TASK OBJECTIVE – Copy out every line below that contains the word "positive", giving each such line in full.

DATA FOR ANALYSIS –
--- START ---
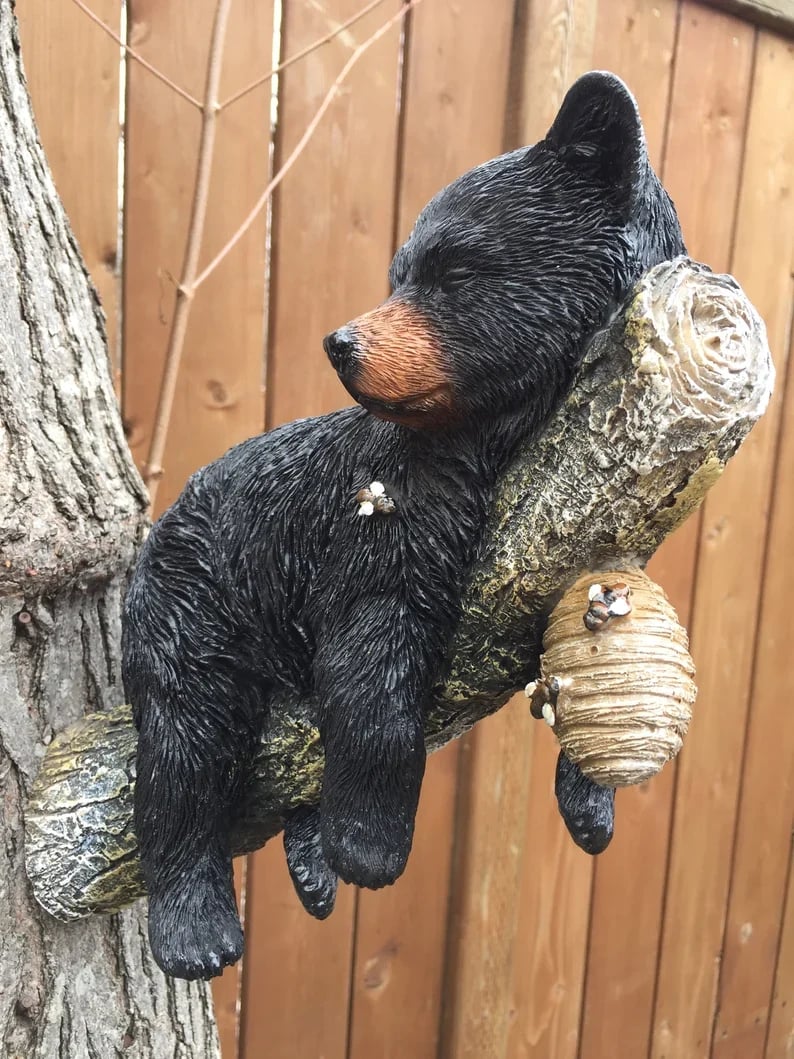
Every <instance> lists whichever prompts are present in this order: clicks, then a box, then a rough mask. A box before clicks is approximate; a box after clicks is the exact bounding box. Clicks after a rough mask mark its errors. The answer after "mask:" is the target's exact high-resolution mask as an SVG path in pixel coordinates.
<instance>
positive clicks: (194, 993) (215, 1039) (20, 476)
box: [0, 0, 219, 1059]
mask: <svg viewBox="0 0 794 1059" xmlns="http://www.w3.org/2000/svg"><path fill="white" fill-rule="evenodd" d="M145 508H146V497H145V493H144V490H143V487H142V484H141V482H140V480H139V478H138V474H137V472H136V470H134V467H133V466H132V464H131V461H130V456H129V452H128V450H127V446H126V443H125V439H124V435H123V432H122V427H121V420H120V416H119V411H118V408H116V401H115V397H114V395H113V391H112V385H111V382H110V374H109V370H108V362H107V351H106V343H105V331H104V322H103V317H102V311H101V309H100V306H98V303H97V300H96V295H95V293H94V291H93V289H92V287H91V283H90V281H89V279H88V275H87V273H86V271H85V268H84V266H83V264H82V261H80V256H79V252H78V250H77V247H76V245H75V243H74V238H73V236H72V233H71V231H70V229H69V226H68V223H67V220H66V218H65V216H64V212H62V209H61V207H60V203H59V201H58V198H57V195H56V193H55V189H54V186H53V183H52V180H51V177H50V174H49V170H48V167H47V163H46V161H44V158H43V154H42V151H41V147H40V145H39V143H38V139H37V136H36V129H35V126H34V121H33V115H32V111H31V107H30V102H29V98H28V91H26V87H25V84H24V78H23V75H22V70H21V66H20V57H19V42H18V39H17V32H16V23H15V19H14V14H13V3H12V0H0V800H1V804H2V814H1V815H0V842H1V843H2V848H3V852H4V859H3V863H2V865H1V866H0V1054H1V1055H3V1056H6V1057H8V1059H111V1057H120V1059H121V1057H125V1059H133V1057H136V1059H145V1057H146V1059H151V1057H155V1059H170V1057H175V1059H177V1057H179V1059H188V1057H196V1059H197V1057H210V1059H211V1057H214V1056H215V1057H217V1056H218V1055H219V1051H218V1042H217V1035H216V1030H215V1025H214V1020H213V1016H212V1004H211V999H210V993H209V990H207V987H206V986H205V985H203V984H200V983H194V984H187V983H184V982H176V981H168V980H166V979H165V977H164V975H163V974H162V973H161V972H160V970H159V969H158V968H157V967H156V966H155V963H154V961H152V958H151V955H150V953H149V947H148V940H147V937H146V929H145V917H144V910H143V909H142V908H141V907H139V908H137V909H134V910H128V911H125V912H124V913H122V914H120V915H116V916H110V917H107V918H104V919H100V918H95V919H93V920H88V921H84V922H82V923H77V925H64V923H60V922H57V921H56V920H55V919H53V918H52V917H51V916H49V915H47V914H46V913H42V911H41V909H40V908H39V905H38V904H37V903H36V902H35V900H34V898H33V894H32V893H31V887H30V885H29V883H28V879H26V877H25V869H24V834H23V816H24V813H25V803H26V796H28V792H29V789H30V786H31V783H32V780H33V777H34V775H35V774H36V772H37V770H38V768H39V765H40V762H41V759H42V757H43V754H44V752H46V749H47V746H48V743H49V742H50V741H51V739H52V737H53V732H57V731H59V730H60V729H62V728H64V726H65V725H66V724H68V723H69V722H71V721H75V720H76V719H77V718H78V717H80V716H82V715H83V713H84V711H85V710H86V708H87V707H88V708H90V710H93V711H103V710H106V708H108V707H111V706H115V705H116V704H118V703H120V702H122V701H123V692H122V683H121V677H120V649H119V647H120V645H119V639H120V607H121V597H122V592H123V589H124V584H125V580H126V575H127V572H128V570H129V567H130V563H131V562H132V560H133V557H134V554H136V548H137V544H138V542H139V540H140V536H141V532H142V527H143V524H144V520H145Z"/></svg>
--- END ---
--- START ---
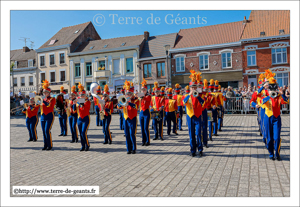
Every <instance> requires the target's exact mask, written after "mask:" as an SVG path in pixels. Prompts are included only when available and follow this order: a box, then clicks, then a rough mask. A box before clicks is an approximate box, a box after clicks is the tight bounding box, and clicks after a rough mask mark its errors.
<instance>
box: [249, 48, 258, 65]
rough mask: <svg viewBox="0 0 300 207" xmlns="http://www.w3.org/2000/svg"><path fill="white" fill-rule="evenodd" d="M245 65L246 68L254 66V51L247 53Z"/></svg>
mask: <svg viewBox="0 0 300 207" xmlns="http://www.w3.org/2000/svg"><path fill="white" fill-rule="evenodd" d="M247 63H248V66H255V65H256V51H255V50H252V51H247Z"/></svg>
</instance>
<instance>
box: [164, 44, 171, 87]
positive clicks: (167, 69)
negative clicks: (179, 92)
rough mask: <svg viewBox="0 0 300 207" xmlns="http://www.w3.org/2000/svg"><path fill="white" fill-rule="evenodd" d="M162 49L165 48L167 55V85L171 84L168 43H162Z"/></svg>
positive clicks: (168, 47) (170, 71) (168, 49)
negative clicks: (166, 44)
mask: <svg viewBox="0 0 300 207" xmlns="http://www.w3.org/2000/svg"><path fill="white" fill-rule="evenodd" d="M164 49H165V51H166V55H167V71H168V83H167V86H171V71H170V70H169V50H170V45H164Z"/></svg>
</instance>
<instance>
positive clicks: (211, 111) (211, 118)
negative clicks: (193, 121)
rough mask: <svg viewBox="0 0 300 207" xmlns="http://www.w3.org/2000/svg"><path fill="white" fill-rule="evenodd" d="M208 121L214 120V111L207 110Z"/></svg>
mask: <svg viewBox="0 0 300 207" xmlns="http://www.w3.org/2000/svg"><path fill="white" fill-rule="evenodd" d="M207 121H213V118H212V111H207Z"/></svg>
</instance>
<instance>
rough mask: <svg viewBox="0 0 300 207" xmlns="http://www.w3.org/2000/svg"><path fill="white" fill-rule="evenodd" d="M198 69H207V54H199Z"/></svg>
--- END ---
EXPECTED OUTPUT –
positive clicks: (194, 993) (215, 1039) (20, 476)
positive clicks: (167, 69)
positive clicks: (168, 47) (170, 71) (168, 49)
positive clicks: (211, 111) (211, 118)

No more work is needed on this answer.